● 你的任务: 按田忌赛马这道题的描述，单轮比赛的胜者能从输家那里拿走多少银元？
─── 文档正文
（一）杭电原题

Tian Ji -- The Horse Racing

Problem Description

Here is a famous story in Chinese history.

"That was about 2300 years ago. General Tian Ji was a high official in the country Qi. He likes to play horse racing with the king and others."

"Both of Tian and the king have three horses in different classes, namely, regular, plus, and super. The rule is to have three rounds in a match; each of the horses must be used in one round. The winner of a single round takes two hundred silver dollars from the loser."

"Being the most powerful man in the country, the king has so nice horses that in each class his horse is better than Tian's. As a result, each time the king takes six hundred silver dollars from Tian."

"Tian Ji was not happy about that, until he met Sun Bin, one of the most famous generals in Chinese history. Using a little trick due to Sun, Tian Ji brought home two hundred silver dollars and such a grace in the next match."

"It was a rather simple trick. Using his regular class horse race against the super class from the king, they will certainly lose that round. But then his plus beat the king's regular, and his super beat the king's plus. What a simple trick. And how do you think of Tian Ji, the high ranked official in China?"

Were Tian Ji lives in nowadays, he will certainly laugh at himself. Even more, were he sitting in the ACM contest right now, he may discover that the horse racing problem can be simply viewed as finding the maximum matching in a bipartite graph. Draw Tian's horses on one side, and the king's horses on the other. Whenever one of Tian's horses can beat one from the king, we draw an edge between them, meaning we wish to establish this pair. Then, the problem of winning as many rounds as possible is just to find the maximum matching in this graph. If there are ties, the problem becomes more complicated, he needs to assign weights 0, 1, or -1 to all the possible edges, and find a maximum weighted perfect matching...

However, the horse racing problem is a very special case of bipartite matching. The graph is decided by the speed of the horses --- a vertex of higher speed always beat a vertex of lower speed. In this case, the weighted bipartite matching algorithm is a too advanced tool to deal with the problem.

In this problem, you are asked to write a program to solve this special case of matching problem.
──────
─── 数据集
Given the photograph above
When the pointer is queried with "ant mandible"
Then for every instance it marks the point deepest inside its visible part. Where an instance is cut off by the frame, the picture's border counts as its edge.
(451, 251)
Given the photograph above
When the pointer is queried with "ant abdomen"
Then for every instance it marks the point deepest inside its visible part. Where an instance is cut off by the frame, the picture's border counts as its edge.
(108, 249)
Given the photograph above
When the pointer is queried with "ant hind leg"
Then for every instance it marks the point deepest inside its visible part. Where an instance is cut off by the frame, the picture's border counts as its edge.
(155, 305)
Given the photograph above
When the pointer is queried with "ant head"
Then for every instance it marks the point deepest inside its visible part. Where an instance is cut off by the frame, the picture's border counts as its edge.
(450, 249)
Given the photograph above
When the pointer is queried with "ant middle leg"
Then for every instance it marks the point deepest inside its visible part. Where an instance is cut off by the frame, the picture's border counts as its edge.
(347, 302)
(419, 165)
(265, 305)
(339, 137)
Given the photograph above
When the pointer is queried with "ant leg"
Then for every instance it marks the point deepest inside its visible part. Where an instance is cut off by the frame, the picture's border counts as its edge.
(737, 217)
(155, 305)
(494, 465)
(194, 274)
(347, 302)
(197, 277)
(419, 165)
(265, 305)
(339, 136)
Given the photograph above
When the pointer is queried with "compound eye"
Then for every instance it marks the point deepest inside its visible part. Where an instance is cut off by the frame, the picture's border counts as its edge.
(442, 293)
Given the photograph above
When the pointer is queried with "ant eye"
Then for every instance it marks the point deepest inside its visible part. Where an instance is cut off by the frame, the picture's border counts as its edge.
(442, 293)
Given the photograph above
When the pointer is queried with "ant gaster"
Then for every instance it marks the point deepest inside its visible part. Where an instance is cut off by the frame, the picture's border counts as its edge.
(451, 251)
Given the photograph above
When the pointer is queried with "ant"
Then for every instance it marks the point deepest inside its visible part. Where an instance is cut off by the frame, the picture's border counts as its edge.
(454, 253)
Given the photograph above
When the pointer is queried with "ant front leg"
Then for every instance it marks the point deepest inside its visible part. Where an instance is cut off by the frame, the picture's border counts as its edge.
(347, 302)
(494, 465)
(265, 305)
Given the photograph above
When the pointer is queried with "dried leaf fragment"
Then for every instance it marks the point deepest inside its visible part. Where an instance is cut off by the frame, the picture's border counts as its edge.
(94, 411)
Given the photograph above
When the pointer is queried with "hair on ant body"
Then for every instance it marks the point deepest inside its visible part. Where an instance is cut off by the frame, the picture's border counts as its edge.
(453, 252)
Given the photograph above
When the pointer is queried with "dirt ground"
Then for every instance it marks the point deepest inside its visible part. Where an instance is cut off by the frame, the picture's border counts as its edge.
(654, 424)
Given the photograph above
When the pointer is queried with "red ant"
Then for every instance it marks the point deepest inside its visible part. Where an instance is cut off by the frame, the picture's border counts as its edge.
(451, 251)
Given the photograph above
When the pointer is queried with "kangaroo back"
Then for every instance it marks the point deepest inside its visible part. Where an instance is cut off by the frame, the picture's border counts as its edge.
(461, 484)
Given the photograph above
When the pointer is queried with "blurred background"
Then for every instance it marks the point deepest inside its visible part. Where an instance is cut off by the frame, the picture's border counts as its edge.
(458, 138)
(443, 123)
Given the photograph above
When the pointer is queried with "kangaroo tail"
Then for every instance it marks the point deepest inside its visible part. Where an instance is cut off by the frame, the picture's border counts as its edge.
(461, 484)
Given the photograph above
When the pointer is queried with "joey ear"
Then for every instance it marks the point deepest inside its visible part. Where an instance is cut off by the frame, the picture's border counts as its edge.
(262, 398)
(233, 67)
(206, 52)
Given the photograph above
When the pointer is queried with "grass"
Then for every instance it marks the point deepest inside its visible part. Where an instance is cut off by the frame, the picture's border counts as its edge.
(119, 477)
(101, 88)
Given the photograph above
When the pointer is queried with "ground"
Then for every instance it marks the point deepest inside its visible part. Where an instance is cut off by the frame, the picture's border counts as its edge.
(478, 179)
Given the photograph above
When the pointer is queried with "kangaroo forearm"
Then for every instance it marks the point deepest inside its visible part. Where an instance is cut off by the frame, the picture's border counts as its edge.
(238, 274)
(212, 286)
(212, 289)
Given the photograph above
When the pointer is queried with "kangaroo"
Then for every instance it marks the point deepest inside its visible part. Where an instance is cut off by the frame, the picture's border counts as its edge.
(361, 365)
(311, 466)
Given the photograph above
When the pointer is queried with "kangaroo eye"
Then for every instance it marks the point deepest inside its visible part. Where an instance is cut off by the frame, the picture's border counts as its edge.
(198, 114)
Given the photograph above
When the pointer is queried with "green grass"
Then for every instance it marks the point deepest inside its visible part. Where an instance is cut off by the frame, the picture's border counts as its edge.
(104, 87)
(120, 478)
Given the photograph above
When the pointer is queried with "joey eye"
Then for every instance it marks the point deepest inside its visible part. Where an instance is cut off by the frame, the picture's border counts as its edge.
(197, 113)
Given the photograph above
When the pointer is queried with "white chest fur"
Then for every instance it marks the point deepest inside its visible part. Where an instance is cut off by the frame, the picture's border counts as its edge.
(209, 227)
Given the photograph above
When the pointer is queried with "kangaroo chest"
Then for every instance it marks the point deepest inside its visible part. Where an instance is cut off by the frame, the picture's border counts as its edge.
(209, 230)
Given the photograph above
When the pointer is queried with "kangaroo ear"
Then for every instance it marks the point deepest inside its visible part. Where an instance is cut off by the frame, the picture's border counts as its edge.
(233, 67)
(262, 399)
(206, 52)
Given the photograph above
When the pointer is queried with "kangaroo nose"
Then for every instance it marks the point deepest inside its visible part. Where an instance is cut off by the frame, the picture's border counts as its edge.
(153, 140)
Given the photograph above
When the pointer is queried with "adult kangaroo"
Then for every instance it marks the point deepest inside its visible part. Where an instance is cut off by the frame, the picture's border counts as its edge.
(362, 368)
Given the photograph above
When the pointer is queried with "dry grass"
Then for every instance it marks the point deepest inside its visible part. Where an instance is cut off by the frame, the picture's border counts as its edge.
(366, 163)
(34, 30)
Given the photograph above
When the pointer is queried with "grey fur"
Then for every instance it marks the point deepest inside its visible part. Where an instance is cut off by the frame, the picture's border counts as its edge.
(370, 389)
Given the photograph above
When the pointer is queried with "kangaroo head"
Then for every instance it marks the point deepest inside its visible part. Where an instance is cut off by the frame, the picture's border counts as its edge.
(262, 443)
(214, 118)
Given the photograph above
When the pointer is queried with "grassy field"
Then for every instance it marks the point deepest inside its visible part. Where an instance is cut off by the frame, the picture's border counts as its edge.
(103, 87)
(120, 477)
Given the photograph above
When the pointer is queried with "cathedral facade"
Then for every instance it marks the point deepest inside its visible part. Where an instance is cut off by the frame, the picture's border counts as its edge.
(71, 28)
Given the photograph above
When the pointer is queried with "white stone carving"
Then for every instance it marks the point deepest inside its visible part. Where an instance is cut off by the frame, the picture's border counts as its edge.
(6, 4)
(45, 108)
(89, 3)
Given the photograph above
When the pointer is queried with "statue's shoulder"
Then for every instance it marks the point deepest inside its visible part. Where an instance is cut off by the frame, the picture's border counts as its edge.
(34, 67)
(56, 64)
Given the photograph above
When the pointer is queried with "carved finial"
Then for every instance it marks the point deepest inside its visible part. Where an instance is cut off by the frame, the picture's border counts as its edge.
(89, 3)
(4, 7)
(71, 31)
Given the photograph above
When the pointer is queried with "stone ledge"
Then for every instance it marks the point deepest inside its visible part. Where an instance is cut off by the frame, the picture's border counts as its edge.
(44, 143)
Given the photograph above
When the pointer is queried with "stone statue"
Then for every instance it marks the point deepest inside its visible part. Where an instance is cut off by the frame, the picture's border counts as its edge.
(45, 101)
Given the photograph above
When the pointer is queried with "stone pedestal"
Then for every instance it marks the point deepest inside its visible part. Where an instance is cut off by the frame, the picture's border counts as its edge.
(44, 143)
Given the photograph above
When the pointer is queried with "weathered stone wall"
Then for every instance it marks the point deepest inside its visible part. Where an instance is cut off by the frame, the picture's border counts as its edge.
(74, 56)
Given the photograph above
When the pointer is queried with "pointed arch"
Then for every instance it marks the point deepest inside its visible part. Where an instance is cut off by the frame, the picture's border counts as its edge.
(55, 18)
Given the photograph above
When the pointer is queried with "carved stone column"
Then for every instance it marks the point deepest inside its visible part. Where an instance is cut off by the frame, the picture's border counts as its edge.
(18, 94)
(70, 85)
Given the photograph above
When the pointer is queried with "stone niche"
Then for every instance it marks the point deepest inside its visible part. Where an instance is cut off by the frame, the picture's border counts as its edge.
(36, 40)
──────
● 任务答案: 两百银元。